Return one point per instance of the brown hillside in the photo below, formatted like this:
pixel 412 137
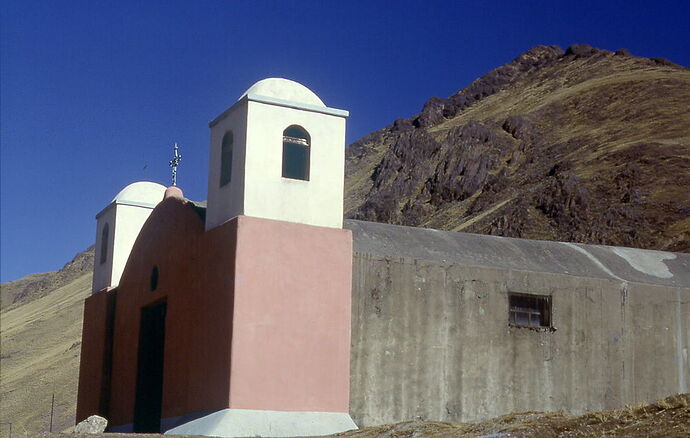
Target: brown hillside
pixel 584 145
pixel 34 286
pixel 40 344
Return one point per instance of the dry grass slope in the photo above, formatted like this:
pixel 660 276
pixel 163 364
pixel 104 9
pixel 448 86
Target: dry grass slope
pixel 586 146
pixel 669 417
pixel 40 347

____________

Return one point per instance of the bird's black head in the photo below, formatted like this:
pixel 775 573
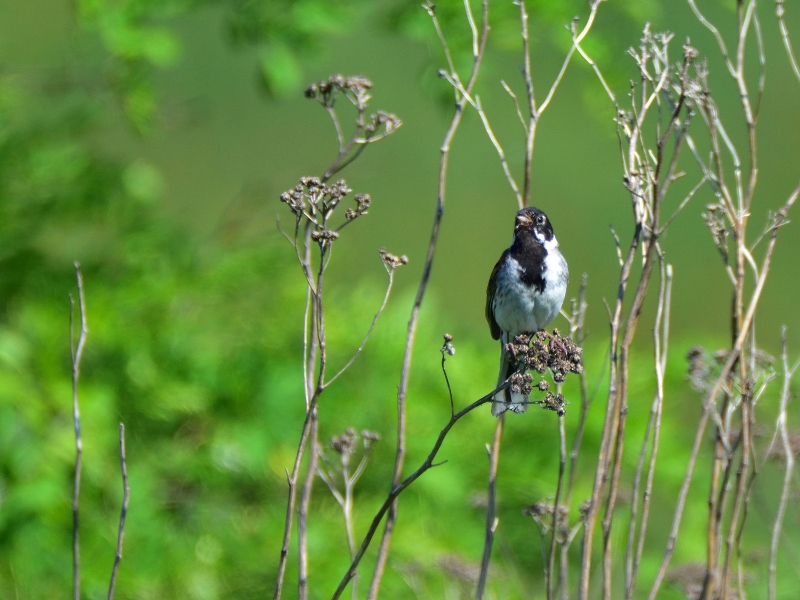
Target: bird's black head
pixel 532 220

____________

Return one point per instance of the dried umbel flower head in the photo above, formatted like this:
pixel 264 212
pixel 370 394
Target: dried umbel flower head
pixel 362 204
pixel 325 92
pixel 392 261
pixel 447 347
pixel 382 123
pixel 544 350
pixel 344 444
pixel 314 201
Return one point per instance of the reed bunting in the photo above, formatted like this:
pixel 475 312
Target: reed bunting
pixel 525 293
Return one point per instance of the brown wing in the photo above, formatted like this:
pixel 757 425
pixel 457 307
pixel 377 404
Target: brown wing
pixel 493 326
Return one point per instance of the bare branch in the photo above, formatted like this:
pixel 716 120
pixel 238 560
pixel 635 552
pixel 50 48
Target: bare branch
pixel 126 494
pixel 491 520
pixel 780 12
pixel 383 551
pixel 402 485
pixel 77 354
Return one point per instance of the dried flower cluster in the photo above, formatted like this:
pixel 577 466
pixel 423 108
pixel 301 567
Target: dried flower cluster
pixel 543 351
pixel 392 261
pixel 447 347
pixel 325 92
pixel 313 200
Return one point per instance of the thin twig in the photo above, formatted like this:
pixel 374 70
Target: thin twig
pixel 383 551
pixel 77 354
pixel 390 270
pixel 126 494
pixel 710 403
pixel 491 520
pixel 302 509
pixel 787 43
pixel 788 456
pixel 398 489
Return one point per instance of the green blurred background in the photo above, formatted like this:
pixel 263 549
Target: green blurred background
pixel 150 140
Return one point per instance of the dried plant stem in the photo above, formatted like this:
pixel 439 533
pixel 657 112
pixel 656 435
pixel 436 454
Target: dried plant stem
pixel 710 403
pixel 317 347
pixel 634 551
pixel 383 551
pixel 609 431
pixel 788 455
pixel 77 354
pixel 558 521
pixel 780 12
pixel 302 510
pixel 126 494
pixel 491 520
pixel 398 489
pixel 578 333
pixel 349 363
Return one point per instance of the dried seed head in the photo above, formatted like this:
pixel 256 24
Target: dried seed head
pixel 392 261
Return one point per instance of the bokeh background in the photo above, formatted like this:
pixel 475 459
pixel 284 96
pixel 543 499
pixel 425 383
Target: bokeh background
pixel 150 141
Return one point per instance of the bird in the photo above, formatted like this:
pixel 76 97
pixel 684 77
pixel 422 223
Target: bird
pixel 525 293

____________

▸ **Instructions for the task**
Write out exactly the lines above between the line with "Target: thin twig" and the line with "pixel 439 533", inclusive, and nothing beyond them.

▸ **Task answer**
Target: thin twig
pixel 383 551
pixel 77 354
pixel 390 270
pixel 126 494
pixel 710 403
pixel 491 520
pixel 302 509
pixel 787 43
pixel 788 456
pixel 398 489
Return one point per instance of the green blurred background in the photo above, formatted like this:
pixel 263 549
Target: green blurred background
pixel 150 140
Return one point per instance of the dried plant stem in the photo above, formatted like this:
pixel 439 533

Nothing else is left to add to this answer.